Written instruction: Lines before the one containing "Target: white house" are excluded; retype that line and all remaining lines of the material exactly.

[Dataset rows on where objects appear]
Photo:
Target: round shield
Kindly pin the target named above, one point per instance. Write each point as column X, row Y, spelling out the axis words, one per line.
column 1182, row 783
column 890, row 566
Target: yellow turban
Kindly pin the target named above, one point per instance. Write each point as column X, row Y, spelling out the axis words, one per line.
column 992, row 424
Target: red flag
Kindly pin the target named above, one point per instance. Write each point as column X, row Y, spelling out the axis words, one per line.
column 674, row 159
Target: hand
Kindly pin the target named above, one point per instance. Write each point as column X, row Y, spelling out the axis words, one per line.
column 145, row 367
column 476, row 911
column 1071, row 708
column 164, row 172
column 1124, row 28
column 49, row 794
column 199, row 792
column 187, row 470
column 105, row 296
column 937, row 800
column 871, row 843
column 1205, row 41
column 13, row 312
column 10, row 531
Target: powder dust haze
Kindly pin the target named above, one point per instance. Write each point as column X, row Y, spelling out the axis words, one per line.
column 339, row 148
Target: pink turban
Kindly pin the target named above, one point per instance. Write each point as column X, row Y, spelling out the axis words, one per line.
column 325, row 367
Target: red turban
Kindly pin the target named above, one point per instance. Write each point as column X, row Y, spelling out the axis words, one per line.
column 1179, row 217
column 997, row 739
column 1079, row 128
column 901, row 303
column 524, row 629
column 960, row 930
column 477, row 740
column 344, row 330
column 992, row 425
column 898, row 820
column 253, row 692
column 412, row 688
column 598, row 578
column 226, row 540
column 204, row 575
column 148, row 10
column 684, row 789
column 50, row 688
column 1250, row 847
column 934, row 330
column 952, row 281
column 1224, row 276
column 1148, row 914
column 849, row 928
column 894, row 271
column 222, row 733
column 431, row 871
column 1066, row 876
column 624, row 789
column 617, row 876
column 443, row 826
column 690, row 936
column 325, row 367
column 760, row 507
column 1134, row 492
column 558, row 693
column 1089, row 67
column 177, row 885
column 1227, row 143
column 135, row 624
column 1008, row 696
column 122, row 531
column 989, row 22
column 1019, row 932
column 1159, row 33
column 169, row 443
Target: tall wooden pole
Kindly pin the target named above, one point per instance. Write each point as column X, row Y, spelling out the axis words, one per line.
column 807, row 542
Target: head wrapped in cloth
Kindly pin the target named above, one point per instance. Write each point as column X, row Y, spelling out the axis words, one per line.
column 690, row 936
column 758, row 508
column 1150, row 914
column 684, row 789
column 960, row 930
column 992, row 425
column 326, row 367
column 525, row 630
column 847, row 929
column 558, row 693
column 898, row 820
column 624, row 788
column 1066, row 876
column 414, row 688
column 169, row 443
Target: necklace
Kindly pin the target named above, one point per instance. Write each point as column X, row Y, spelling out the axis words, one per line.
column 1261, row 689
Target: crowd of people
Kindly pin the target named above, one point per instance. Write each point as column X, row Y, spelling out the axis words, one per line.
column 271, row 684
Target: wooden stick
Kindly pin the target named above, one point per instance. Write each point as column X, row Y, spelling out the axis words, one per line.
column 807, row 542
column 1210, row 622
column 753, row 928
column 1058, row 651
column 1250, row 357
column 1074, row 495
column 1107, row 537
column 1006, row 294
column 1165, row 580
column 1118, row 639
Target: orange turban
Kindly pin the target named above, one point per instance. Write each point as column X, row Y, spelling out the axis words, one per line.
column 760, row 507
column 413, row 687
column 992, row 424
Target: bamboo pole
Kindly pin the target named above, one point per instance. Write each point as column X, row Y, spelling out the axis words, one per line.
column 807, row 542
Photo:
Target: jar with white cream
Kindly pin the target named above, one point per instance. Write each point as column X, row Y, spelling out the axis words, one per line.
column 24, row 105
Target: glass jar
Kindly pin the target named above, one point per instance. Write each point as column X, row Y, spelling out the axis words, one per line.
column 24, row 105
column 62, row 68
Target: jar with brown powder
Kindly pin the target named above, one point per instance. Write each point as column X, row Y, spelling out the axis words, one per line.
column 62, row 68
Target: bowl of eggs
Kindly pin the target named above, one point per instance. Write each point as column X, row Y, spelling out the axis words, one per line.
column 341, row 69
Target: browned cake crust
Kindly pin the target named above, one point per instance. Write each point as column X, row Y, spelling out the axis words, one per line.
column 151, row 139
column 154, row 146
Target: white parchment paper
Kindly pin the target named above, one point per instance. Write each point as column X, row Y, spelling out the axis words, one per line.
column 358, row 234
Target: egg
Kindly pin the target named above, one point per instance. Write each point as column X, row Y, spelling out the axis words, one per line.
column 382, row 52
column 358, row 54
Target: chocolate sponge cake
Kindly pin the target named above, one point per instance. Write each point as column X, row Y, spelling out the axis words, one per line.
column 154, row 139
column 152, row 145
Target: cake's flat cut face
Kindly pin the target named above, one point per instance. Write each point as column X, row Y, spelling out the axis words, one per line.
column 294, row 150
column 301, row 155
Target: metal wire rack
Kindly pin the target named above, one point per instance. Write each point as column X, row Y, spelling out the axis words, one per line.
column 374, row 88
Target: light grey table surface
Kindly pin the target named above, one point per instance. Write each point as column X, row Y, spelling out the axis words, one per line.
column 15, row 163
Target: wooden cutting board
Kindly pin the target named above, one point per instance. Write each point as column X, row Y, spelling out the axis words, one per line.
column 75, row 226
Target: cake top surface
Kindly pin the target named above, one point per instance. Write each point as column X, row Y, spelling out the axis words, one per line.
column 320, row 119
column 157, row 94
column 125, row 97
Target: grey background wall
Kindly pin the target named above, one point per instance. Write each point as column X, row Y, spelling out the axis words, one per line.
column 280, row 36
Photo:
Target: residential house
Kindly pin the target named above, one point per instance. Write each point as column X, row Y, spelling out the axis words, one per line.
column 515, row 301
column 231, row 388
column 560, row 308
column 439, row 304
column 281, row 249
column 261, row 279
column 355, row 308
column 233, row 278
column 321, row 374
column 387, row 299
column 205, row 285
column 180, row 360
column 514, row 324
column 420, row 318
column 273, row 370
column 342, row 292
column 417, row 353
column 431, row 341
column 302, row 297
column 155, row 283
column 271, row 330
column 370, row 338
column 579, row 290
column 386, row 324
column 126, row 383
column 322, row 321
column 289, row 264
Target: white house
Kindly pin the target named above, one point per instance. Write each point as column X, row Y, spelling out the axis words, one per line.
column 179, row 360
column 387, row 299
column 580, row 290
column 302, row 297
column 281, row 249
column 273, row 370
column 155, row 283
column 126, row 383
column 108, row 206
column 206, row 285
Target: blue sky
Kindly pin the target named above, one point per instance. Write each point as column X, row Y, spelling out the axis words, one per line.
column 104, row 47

Finished task:
Target: white house
Kindly pin the target named above, one point per instance. Write each point as column X, row Y, spelling out the axis words, one per line.
column 179, row 360
column 387, row 299
column 580, row 290
column 302, row 297
column 281, row 249
column 273, row 370
column 155, row 283
column 126, row 383
column 108, row 206
column 206, row 285
Target: blue sky
Kindly pin the target named above, one point per instance. Write each point as column X, row Y, spelling out the axis words, one per line.
column 104, row 47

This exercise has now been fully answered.